● STATED EXERCISE: Reproduce verbatim the records below, starting at the line containing "Report one point per instance of the water" and continuing through the last line of the records, with both ends included.
begin DATA TO PROCESS
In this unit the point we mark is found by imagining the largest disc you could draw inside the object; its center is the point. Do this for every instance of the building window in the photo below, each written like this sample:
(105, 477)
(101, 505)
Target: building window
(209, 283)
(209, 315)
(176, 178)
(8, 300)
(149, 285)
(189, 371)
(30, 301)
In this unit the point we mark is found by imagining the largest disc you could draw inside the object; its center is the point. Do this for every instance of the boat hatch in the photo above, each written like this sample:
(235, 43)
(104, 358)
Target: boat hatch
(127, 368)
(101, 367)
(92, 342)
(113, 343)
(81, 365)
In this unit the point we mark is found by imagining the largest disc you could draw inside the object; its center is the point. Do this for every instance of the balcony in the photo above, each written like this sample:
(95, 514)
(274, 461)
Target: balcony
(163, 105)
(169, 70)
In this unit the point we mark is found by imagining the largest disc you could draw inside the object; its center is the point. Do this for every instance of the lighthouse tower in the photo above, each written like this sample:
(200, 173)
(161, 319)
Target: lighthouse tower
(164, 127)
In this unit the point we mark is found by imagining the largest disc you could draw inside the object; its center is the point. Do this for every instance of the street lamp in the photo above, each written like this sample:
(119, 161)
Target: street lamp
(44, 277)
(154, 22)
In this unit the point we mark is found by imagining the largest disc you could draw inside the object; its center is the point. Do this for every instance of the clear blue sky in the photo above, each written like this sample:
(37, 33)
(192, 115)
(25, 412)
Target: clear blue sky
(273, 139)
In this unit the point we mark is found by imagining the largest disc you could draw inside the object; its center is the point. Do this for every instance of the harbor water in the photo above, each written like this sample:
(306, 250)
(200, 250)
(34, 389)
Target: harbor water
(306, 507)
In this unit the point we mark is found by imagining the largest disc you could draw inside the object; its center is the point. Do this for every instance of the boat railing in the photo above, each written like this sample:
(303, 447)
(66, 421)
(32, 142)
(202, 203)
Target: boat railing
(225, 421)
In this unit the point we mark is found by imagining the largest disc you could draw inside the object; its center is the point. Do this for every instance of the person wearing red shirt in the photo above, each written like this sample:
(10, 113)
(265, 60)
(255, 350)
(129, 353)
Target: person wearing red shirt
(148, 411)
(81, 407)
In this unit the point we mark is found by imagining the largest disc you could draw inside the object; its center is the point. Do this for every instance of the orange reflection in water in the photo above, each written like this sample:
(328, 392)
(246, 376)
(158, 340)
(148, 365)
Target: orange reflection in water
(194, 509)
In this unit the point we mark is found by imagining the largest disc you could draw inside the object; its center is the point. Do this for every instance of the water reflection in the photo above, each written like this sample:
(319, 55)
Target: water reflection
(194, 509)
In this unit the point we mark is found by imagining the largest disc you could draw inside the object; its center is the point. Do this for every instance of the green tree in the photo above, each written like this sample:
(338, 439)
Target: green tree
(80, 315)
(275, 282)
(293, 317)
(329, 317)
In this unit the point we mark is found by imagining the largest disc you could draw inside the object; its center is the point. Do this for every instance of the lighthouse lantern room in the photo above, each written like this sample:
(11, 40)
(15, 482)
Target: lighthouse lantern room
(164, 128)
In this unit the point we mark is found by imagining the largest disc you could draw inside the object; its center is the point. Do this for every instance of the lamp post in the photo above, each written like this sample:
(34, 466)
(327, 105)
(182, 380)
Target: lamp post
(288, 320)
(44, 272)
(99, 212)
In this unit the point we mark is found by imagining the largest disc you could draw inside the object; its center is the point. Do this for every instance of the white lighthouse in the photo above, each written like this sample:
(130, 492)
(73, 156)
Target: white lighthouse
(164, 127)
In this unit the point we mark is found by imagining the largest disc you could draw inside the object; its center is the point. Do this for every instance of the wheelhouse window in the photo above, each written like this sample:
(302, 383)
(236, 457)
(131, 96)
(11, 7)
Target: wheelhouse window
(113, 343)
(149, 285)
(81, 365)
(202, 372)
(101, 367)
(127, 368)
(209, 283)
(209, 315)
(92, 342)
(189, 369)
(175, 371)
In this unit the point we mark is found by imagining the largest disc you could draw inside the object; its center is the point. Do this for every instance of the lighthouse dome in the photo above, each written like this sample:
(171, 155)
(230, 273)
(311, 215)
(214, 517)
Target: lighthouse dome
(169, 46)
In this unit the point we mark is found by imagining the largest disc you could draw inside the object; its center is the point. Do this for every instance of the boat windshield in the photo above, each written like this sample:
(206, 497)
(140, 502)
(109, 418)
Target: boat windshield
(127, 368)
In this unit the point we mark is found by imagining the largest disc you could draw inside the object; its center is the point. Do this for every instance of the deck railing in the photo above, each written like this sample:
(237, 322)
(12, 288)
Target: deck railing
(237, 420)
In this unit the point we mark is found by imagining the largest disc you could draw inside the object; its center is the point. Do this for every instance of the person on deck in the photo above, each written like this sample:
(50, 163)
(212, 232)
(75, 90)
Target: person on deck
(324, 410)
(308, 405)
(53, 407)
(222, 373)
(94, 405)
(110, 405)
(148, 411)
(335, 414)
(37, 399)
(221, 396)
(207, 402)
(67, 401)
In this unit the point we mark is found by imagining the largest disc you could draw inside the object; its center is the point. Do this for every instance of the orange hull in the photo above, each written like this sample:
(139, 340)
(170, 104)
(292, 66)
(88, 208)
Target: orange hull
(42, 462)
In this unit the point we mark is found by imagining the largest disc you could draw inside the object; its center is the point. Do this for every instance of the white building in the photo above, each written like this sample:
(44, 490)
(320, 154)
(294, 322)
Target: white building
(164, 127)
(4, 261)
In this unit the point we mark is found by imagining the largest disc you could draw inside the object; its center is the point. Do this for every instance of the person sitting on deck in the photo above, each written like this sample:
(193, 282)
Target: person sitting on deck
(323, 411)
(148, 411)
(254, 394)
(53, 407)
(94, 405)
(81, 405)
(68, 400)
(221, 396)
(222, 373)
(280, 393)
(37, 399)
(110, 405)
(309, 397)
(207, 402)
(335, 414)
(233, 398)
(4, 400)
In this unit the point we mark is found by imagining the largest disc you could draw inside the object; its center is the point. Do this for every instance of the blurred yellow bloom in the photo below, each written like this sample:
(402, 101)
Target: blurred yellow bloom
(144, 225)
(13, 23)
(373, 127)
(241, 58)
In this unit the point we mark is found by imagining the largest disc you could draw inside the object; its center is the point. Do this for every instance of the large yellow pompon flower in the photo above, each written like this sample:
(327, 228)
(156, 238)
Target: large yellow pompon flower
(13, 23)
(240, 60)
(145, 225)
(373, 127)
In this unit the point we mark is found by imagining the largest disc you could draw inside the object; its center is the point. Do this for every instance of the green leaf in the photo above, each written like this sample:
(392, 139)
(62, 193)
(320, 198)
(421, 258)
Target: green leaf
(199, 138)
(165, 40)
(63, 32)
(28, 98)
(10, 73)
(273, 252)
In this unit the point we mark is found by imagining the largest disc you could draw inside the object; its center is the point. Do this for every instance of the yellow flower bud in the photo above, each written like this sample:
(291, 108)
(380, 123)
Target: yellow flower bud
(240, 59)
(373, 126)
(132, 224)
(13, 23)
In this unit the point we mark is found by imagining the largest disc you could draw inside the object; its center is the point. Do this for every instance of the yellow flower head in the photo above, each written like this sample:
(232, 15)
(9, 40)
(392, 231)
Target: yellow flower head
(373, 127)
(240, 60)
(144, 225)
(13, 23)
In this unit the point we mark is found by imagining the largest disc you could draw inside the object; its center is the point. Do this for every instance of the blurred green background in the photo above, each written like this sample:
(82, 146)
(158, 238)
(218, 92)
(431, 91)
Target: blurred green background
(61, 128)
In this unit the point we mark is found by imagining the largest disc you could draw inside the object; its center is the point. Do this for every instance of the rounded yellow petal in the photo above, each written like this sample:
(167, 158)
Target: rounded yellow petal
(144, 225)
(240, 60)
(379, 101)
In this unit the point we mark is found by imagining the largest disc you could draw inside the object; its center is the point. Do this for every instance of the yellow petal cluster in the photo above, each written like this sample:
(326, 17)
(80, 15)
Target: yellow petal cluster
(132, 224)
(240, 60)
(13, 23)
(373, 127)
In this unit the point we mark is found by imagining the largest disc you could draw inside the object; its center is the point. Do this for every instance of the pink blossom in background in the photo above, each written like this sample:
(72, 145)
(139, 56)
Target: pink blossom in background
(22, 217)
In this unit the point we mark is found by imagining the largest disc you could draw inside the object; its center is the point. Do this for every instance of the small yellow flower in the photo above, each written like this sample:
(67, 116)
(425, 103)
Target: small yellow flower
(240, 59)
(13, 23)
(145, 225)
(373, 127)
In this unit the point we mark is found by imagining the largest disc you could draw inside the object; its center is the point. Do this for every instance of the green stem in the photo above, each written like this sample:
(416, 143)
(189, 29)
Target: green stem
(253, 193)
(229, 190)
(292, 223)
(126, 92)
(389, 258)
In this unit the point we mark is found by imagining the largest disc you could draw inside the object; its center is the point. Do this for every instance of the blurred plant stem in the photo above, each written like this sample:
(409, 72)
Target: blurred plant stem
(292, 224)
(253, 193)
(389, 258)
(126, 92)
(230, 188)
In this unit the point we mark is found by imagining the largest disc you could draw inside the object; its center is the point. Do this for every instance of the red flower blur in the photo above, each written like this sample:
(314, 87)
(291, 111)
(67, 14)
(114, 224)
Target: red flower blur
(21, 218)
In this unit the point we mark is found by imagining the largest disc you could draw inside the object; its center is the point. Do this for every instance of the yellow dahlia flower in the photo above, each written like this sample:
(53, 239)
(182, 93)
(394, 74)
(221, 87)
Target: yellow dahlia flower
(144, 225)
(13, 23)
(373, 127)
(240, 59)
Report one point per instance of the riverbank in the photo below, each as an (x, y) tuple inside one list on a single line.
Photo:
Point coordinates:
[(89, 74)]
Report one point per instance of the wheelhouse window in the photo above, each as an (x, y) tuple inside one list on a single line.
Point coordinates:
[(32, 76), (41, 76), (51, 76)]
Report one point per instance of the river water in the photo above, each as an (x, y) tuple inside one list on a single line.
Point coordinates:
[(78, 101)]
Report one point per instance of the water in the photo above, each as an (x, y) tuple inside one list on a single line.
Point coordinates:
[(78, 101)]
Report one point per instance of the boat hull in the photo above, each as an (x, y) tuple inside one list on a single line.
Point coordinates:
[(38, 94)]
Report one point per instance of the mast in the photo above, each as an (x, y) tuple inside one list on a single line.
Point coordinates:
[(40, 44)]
end DATA TO PROCESS
● THE SOLUTION:
Report one point per instance of the water in the photo above, each as an (x, y) tuple inside one list on a single line.
Point coordinates:
[(78, 101)]
Report one point per instance of the boat hull in the photo above, each as an (x, y) tuple inside one list on a single line.
Point coordinates:
[(38, 94)]
Report one point per instance of the mast in the photo above, each as an (x, y) tuple inside one list on a single line.
Point coordinates:
[(40, 44)]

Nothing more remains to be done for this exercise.